__Exercise requirements__
Below are records; transcribe only the line with "Target: painted book on truck" and those after it, through the last line, without any change.

Stored records
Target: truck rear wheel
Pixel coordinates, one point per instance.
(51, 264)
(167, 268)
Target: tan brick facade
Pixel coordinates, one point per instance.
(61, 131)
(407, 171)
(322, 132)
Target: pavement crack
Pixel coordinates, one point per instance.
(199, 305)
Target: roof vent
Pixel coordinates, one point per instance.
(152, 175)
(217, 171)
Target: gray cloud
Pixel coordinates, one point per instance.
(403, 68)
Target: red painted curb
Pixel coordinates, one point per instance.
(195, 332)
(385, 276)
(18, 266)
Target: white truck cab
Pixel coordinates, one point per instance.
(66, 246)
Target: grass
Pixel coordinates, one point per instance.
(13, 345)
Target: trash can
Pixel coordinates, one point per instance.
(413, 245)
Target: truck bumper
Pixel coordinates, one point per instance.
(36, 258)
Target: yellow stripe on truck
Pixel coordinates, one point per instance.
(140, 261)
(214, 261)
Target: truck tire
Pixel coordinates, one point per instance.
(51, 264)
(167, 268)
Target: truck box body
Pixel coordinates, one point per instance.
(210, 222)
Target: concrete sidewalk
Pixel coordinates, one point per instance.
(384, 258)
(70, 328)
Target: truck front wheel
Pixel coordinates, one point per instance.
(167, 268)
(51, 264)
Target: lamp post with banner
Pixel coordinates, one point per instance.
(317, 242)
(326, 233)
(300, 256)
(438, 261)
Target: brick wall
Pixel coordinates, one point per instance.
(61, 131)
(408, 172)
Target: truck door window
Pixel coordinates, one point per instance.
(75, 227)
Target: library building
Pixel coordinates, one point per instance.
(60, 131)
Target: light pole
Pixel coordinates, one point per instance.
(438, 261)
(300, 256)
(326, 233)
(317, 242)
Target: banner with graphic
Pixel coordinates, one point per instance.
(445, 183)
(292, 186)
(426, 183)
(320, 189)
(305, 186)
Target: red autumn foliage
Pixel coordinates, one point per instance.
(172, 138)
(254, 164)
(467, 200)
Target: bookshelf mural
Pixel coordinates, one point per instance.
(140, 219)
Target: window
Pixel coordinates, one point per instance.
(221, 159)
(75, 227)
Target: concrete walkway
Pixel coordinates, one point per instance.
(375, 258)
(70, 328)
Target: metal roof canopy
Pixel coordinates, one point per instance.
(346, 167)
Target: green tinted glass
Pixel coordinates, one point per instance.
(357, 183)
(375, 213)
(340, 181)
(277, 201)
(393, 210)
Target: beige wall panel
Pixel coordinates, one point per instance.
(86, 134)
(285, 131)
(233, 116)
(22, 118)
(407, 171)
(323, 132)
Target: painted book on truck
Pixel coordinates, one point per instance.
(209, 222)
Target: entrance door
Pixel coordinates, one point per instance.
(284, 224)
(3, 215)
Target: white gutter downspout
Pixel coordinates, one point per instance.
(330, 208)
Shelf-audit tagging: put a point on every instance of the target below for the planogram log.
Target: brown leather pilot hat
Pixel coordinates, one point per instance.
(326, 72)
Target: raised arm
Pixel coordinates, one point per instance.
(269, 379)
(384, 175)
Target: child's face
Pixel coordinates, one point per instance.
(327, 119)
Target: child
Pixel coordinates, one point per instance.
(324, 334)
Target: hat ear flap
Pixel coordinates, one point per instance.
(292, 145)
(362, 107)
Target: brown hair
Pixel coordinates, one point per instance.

__Solution below__
Target: painted book on truck
Pixel coordinates, one point per instance.
(209, 222)
Target: entrance door
Pixel coordinates, one point per instance.
(284, 224)
(3, 215)
Target: white gutter downspout
Pixel coordinates, one point per instance.
(330, 208)
Shelf-audit tagging: put a point on every instance of the target below for the planogram log.
Target: brown leather pilot hat
Pixel coordinates, one point per instance.
(326, 72)
Target: raised arm
Pixel coordinates, one point per instance.
(269, 379)
(384, 175)
Target: child's face
Pixel coordinates, one point per instance.
(327, 119)
Target: child
Pixel coordinates, one point per instance.
(324, 334)
Target: hat ear flap
Pixel coordinates, one point per instance.
(292, 145)
(362, 107)
Target: brown hair
Pixel coordinates, one point per instance.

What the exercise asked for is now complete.